● WHAT YOU HAVE TO DO
Each line from the one containing "Can you spot the gradient" onward, through the end of the entries, is to be transcribed exactly; nothing else is to be included.

○ ○ ○ ○ ○ ○ ○

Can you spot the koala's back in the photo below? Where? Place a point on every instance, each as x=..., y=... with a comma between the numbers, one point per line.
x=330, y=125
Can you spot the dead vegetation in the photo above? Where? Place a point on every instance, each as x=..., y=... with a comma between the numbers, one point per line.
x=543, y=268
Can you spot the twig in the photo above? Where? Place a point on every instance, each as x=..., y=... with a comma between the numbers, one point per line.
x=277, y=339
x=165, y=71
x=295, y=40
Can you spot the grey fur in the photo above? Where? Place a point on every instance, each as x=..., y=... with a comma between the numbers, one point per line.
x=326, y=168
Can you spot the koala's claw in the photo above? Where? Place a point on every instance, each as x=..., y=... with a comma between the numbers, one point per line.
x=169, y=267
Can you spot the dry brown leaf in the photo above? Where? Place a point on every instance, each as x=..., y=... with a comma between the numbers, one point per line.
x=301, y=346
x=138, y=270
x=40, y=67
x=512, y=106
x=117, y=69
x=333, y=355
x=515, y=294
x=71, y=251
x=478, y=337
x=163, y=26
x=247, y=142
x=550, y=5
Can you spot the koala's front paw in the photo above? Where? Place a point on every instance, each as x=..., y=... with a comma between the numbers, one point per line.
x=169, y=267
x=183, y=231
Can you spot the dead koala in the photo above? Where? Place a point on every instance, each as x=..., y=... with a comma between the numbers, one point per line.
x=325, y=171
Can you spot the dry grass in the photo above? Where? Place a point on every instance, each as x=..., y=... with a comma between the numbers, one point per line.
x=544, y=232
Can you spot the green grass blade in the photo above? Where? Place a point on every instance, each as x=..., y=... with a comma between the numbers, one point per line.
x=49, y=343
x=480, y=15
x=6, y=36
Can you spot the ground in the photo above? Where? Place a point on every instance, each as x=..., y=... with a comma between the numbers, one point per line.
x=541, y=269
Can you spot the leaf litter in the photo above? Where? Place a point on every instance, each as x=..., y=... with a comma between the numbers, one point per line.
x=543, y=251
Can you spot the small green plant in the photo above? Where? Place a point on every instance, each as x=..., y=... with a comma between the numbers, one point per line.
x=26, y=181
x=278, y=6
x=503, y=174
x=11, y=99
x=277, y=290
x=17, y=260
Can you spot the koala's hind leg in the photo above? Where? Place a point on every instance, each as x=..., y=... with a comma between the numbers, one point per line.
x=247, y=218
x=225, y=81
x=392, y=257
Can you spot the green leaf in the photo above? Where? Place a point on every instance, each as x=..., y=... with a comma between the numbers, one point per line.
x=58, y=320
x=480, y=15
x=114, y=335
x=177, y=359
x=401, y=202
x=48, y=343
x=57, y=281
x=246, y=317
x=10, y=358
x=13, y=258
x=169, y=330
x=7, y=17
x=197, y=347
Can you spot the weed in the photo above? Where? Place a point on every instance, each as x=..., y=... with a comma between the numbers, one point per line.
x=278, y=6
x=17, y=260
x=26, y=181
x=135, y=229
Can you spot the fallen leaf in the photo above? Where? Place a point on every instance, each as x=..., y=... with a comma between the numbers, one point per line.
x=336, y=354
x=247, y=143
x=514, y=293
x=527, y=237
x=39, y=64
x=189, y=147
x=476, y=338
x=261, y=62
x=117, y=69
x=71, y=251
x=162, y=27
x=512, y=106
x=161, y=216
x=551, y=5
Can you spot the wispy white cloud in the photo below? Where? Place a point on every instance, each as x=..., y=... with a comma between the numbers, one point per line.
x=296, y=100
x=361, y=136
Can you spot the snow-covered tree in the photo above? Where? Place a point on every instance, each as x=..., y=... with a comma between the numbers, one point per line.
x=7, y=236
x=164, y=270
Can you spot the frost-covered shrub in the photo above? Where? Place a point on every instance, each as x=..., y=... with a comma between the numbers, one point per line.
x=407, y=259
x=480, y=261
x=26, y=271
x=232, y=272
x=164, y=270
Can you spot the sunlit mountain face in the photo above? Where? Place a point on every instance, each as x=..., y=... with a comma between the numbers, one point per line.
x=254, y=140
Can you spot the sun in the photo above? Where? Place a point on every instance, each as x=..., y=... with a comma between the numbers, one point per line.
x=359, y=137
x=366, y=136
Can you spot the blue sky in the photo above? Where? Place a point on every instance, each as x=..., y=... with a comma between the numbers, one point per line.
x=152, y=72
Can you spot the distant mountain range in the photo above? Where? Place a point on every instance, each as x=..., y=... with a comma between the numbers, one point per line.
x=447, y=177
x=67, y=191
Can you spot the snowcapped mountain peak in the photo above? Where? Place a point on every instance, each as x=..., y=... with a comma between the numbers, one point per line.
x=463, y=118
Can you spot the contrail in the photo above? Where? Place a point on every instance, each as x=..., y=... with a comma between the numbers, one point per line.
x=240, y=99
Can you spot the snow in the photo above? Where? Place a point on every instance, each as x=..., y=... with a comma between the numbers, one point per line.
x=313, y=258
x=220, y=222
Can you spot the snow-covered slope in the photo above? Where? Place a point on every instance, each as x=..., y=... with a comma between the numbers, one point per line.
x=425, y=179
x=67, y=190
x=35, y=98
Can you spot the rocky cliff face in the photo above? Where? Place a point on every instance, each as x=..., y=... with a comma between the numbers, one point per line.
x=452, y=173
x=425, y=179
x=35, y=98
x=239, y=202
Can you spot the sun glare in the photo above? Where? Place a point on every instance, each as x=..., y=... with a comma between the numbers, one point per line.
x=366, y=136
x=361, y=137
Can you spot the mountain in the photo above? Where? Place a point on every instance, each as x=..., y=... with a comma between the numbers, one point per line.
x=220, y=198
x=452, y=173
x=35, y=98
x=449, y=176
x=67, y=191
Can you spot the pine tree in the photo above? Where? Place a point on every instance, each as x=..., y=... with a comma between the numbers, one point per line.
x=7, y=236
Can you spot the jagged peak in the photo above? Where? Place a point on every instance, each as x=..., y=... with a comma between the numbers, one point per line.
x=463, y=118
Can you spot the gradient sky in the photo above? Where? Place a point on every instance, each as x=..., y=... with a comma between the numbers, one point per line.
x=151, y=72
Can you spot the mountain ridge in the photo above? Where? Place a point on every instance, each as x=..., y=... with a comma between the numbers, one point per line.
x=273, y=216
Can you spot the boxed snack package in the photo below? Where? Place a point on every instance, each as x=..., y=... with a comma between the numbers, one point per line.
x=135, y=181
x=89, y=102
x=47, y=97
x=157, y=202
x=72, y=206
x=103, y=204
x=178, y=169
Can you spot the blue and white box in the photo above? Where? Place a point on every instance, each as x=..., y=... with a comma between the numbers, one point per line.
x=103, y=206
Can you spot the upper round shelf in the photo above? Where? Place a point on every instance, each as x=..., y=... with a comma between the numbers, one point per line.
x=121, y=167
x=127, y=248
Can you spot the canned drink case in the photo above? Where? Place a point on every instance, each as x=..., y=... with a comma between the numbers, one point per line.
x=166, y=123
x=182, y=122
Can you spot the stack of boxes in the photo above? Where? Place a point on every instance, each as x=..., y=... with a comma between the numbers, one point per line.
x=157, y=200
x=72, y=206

○ ○ ○ ○ ○ ○ ○

● PROBLEM SOLUTION
Can you spot the gradient sky in the photo above? Where? Place a point on every instance, each as x=..., y=... with a comma between the numbers, one point per line.
x=151, y=72
Can you spot the mountain ridge in the photo above? Where? Place a point on every instance, each as x=..., y=... with a comma between the numbers, one point per line.
x=273, y=216
Can you spot the boxed snack package in the photo below? Where? Place a point on every instance, each as x=..., y=... with a comma between the numbers, one point per line.
x=135, y=181
x=89, y=102
x=47, y=97
x=157, y=202
x=72, y=206
x=103, y=204
x=178, y=169
Can you spot the blue and white box in the photo above? Where? Place a point on every instance, each as x=..., y=... with a comma between the numbers, one point per line.
x=103, y=206
Can you spot the upper round shelf in the photo above? Where? Place a point on every instance, each as x=..., y=... with a comma between the numbers, one point per line.
x=121, y=167
x=127, y=248
Can you spot the canned drink case in the photo above? Where? Place a point on every instance, each as x=..., y=... with a comma between the numbers, one point per line.
x=166, y=123
x=182, y=122
Can you spot the stack of boxes in the photo above? Where? Place a point on every instance, each as x=..., y=... with a comma between the numbers, one point per line.
x=157, y=200
x=72, y=206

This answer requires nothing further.